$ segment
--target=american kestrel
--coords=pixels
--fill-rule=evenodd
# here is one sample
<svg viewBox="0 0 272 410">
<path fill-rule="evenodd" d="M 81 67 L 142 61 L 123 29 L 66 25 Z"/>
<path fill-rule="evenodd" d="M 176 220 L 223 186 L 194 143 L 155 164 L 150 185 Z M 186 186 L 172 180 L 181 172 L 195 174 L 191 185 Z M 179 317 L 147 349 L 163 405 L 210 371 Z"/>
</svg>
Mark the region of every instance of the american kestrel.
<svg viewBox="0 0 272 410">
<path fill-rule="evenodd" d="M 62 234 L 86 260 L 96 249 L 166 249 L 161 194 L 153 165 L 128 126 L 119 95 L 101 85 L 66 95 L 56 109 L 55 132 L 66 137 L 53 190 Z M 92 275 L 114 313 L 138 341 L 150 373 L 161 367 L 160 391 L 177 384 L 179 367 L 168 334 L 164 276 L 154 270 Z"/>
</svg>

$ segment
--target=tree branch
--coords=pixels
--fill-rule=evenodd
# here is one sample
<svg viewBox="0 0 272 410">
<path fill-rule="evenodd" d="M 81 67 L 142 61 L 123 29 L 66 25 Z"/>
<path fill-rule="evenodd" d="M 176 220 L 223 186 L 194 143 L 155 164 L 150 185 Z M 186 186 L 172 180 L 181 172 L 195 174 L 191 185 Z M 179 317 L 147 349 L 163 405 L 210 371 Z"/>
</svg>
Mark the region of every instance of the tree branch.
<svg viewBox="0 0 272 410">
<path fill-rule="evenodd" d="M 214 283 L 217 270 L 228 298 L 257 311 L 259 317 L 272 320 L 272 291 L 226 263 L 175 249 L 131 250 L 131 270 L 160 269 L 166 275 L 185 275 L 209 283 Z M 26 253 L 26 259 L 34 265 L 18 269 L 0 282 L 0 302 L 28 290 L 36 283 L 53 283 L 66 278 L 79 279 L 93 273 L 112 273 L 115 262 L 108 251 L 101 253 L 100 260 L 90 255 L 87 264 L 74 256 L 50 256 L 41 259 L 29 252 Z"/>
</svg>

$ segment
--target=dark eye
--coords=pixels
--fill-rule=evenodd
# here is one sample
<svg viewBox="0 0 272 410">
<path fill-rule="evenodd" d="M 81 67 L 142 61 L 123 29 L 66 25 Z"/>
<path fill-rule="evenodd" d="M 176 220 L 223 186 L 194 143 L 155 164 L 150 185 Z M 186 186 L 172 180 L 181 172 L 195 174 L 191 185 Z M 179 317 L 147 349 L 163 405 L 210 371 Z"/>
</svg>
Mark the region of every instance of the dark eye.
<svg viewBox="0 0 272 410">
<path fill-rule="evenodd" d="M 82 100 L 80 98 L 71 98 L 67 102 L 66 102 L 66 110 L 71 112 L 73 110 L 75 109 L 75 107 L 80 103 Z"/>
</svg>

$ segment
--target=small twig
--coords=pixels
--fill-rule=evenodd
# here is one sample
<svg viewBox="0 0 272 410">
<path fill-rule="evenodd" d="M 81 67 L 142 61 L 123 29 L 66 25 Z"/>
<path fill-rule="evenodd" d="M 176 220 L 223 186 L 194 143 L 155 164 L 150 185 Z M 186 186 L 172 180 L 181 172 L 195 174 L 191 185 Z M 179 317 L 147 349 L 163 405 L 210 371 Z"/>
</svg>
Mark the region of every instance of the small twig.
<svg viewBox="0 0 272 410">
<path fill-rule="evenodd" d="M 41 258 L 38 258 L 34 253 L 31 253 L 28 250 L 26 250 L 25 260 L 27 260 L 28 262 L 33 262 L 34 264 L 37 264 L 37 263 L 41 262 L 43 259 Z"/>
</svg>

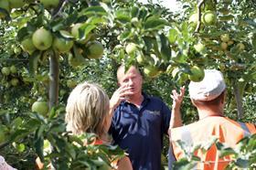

-----

Requirement: Pick out every line of the entries above that contains the word "instance", matching uppercase and lowercase exactly.

Finished task:
Mark the region of every instance of the american kestrel.
Mark the region of every instance of the tree branch.
Mark the region of every instance of the dark eye.
Mark the region of every instance of the small twig.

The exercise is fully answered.